Start of Document

New Religious Movements: Theoretical Perspectives on Religious Deviance

The subject of deviance, taken from any context – be it political, religious or cultural – has fueled many heated debates over the decades.  Although the topic has accumulated a rather large body of knowledge, experts, theorists, critics and academicians are no closer to reaching an agreement about anything.  According to Clinard (2004), “deviance takes many forms, but the agreement remains elusive about which specific behaviours and conditions constitute deviance. This ambiguity becomes especially evident when some people praise the same behaviour that others condemn. To understand deviance, one must first understand this contradiction:  No consensus reliably identifies behaviour, people, or conditions that are deviant, although most people would say that they know deviance when they see it.” (p.2)

Despite all the theoretical landmines in this subject arena, Adler and Adler (1994) offer a rather straightforward definition of deviance as “violations of social norms.”(p.7) For the purposes of this discussion about deviance, particularly the religious deviance of groups known as “cults”, we will employ such a definition.  “Norms are behavioural codes, or prescriptions, that guide people into actions and self-presentations that conform to social acceptability.  Norms need not be agreed on by every member of the group doing the defining, but a clear or vocal majority must agree.” (Adler & Adler).

People may be viewed as deviant due to their behaviour, beliefs, or condition. Among these three, it appears that the judging of behaviour is what most are familiar with.  The behavioural patterns considered as manifestations of a deviant nature may either be intentional or inadvertent. People can, and often are, labelled deviant for alternative attitudes or belief systems that depart from what society considers prescribed norms.  These alternative belief systems may be, but not limited to, a religious or political category, wherein the people who ascribe to such values are considered to hold strange and unorthodox perspectives (e.g. cult members, extreme political leftists, Satanists). (Adler & Adler)

In the words of Howard Becker (as cited in Adler & Adler, 1994), “a deviant is an outsider, one who is outside the consensus of what constitutes proper conduct”. (p.17) The problem with this dangerously simplistic viewpoint is the rather inescapable fact that everyone is someone else for everyone. Thus, discussions on deviance quickly turn into one of norms and the vain and tiresome quest of searching for universal truths, applicable anywhere and to everyone.

Historically speaking, many prescribed behavioural modes or norms of were originally enforced by the powerful arm of the church through the concept of “sin.” Certain virtues were praised to be mediums to eternal salvation while the transgressions of these rules would lead to the fires of hell.  The use of “secular law to regulate to regulate them is a relic of the time when the authority of the state was used to enforce the rules of an established church.  That era is past, but we can see our cultural heritage most clearly perhaps in the laws we inherited from the Puritan theocracy in New England.  We have (or have had in the recent past) laws against blasphemy, obscenity, contraception, Sabbath breaking, extra-marital sexual relations, lewdness, homosexuality, gambling and drunkenness.”(Clinard, 2004, p.24)

End of Document
Start of Data extract

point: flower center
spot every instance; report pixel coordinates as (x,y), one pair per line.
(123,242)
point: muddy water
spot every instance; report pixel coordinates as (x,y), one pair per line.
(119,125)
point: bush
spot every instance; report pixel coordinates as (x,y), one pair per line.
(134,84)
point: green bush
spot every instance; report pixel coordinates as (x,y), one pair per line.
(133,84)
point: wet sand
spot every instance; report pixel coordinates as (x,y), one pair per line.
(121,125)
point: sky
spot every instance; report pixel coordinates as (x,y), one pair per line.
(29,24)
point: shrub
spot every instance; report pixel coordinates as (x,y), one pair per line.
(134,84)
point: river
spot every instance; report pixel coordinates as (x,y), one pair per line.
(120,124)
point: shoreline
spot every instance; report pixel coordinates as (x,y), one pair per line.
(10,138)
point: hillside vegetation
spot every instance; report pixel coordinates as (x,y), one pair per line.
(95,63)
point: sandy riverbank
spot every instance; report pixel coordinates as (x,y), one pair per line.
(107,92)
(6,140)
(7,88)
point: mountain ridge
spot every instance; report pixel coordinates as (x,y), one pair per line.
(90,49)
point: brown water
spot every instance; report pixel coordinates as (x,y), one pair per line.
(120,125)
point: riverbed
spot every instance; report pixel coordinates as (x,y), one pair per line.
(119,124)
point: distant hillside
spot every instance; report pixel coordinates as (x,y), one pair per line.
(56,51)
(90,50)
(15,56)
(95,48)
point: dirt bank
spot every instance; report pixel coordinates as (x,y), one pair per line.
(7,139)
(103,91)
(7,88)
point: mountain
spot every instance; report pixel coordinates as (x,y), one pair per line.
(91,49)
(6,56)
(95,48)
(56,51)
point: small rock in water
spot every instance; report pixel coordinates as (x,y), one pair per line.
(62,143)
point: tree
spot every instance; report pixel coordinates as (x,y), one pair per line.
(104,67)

End of Data extract

## [What you will do]
a) Reproduce the stretch of the religious deviance text from "Despite all the" through "(Adler & Adler)." word for word.
b) In the religious deviance text, which groups are given as examples of people considered to hold strange and unorthodox perspectives? List each one.

## [Completed exercise]
a)
Despite all the theoretical landmines in this subject arena, Adler and Adler (1994) offer a rather straightforward definition of deviance as “violations of social norms.”(p.7) For the purposes of this discussion about deviance, particularly the religious deviance of groups known as “cults”, we will employ such a definition.  “Norms are behavioural codes, or prescriptions, that guide people into actions and self-presentations that conform to social acceptability.  Norms need not be agreed on by every member of the group doing the defining, but a clear or vocal majority must agree.” (Adler & Adler).

b)
- cult members
- extreme political leftists
- Satanists